>> START LISTED ENTRIES
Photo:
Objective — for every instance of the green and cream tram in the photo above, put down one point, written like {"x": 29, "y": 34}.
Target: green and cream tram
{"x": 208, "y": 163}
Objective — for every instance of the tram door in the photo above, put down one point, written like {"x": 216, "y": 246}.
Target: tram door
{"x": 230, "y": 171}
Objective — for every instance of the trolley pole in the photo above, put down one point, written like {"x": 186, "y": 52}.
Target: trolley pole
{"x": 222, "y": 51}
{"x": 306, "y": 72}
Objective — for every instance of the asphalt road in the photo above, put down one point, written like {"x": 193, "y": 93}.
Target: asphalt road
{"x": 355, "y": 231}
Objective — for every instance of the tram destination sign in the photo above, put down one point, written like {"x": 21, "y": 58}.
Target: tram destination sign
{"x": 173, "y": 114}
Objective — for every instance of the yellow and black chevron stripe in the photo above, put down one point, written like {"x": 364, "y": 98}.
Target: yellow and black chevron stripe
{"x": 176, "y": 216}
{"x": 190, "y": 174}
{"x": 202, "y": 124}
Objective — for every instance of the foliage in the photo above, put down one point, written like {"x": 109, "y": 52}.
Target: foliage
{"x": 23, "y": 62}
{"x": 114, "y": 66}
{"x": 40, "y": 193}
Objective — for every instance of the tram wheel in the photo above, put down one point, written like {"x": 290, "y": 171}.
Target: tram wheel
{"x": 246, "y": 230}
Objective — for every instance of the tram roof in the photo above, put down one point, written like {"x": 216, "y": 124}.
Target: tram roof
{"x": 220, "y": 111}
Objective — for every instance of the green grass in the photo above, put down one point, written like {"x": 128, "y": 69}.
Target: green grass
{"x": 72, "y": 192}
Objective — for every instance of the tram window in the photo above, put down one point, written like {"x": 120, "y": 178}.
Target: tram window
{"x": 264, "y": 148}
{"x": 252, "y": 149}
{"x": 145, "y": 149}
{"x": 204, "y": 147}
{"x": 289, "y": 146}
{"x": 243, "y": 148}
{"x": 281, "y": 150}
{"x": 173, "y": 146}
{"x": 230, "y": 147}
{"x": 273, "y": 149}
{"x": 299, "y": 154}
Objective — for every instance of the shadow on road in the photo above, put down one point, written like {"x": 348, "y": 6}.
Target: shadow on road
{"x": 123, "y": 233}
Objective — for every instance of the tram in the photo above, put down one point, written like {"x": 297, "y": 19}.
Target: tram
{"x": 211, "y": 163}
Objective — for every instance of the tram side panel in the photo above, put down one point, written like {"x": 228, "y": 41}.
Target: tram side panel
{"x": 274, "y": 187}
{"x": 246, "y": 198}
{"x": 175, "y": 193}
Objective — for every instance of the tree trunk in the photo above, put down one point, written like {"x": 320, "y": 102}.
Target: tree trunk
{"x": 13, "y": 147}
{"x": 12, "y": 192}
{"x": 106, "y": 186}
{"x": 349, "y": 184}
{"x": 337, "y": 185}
>> END LISTED ENTRIES
WHAT YOU ARE ASKED TO DO. Reproduce verbatim the lines of the material running from the line containing "Objective — for every instance of the shadow" through the end of the material, both ends included.

RESULT BELOW.
Objective — for every instance of the shadow on road in the photo above, put down one point, written like {"x": 348, "y": 6}.
Target: shadow on road
{"x": 123, "y": 233}
Objective — for every instance of the tram in the photo above, put down one point, written like {"x": 297, "y": 19}.
Target: tram
{"x": 211, "y": 163}
Objective — for every instance of the tram side panel in the photo above, put down one point, written like {"x": 228, "y": 41}.
Target: tram side panel
{"x": 274, "y": 187}
{"x": 246, "y": 198}
{"x": 175, "y": 193}
Objective — for every instance of the tree trunk in the photo above, put down one point, written like {"x": 320, "y": 102}.
Target: tree trunk
{"x": 13, "y": 147}
{"x": 12, "y": 192}
{"x": 106, "y": 186}
{"x": 349, "y": 184}
{"x": 337, "y": 185}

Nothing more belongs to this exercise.